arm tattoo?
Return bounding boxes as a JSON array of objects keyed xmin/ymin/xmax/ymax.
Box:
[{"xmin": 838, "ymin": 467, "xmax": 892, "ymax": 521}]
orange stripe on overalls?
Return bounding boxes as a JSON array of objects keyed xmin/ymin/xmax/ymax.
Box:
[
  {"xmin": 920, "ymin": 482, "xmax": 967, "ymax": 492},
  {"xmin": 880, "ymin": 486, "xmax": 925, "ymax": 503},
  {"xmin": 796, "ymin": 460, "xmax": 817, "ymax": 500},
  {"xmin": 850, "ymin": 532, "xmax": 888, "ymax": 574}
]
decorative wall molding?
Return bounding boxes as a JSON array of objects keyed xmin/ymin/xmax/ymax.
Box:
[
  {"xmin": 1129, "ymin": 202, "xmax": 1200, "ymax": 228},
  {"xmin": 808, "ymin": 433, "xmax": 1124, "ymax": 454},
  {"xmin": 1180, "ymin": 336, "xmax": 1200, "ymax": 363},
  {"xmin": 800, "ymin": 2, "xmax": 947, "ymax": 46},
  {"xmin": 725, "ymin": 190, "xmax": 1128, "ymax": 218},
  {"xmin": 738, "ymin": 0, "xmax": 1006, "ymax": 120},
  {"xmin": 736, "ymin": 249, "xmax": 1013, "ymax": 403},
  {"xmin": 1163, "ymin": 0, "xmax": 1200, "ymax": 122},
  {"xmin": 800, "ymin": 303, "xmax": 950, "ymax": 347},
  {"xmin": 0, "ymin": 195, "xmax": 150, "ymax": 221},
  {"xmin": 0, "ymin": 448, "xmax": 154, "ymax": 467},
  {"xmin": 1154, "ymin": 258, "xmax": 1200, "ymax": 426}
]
* * *
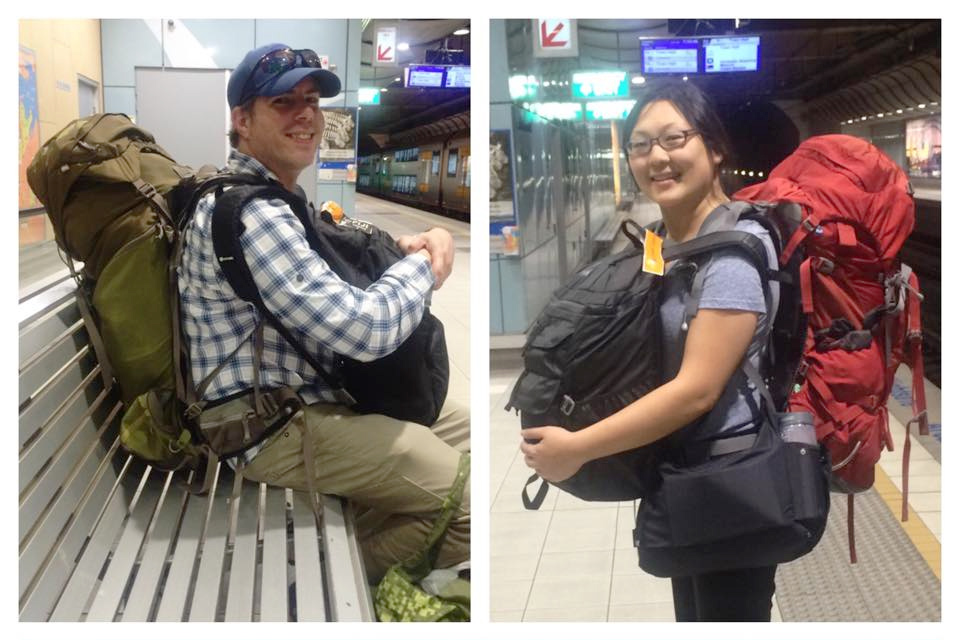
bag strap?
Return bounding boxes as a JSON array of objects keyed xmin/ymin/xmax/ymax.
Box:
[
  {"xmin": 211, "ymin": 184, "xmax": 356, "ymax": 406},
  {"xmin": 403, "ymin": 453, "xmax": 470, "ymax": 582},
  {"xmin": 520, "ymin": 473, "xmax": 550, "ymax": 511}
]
--
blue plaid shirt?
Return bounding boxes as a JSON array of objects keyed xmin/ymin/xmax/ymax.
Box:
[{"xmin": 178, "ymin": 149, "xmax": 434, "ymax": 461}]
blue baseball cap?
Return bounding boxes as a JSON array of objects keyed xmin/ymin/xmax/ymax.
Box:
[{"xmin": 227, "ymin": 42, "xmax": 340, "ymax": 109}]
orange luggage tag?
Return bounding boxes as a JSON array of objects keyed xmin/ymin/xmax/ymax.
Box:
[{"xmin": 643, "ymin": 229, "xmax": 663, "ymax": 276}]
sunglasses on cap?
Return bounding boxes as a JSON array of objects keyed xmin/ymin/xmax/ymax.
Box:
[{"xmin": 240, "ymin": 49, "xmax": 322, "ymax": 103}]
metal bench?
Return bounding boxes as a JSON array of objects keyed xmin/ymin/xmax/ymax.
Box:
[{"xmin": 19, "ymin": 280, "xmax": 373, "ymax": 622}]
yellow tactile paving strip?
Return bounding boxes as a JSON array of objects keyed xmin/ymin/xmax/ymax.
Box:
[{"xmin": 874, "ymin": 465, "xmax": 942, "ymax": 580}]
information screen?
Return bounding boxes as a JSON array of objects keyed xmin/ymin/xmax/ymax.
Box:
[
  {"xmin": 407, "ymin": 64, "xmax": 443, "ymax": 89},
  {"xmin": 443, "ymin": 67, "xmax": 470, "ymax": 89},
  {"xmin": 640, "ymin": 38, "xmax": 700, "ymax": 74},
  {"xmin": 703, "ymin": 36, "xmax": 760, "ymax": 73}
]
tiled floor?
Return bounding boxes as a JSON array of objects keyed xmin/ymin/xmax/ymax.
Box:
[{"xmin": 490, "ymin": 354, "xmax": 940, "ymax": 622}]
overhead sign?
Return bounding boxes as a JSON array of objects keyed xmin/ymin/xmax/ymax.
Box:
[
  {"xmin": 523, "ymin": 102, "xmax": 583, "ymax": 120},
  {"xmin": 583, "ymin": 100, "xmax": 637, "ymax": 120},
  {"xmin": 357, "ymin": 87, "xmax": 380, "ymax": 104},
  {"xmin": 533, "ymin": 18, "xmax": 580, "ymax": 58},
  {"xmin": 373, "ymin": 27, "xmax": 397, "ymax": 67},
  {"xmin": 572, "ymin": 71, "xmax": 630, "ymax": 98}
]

**REQUIRED TASK**
Count the lines of the material above that contain the string "orange", with uppercase and lowercase letters treated as different, and reply with that number alone.

**ANSWER TO THE EXERCISE**
2